# start of Provided passage

People can hear my air quotes if you're just on audio that made some joke about how Puerto Rico is an island of trash in the ocean and made a watermelon joke about black people. I mean, it was just horrific. And there were a couple of statements, Rick Scott, a couple other people like tisking that because they know the political vulnerability of this, just like trashing Puerto Ricans and their 400,000 Puerto Ricans in Pennsylvania and not even doing the tongue-in-cheek type things

racist, joking stuff that Trump and Vance like to do. You know, it's just like flat, like straight at it. Puerto Ricans are trash. So they did put out some statements on that. But to me, the interesting thing about the speakers at the rally, this was ties to what Bob was talking about too, about the Wall Street Journal is like,

Mike Johnson was really the only one who you could call something like recognizably a traditional Republican, right? There are things about Mike Johnson that are weird as well, but like his remarks, the types of issues that he focused on, the final eight speakers were like Elon, Tulsi, and RFK Jr., who were all Democrats two minutes ago. It was JD and his populist demagogy.

# end of Provided passage
# start of Data provided

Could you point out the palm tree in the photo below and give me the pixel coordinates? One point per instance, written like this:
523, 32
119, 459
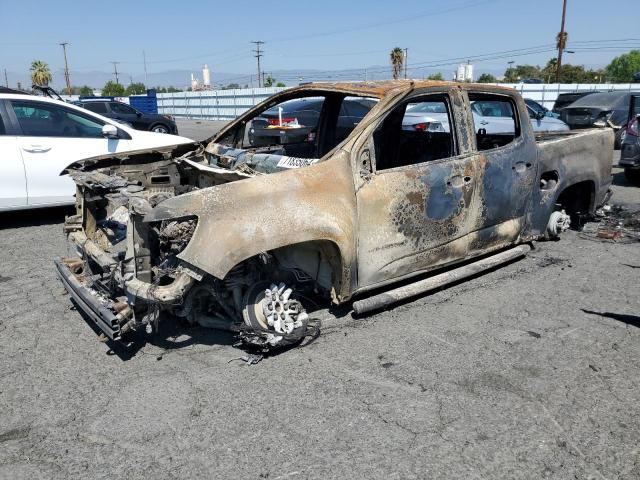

# end of Data provided

● **What is being asked**:
Reproduce the rally transcript between "racist, joking stuff" and "his populist demagogy.", inclusive, changing "speakers" to "guests".

● **Problem solution**:
racist, joking stuff that Trump and Vance like to do. You know, it's just like flat, like straight at it. Puerto Ricans are trash. So they did put out some statements on that. But to me, the interesting thing about the guests at the rally, this was ties to what Bob was talking about too, about the Wall Street Journal is like,

Mike Johnson was really the only one who you could call something like recognizably a traditional Republican, right? There are things about Mike Johnson that are weird as well, but like his remarks, the types of issues that he focused on, the final eight guests were like Elon, Tulsi, and RFK Jr., who were all Democrats two minutes ago. It was JD and his populist demagogy.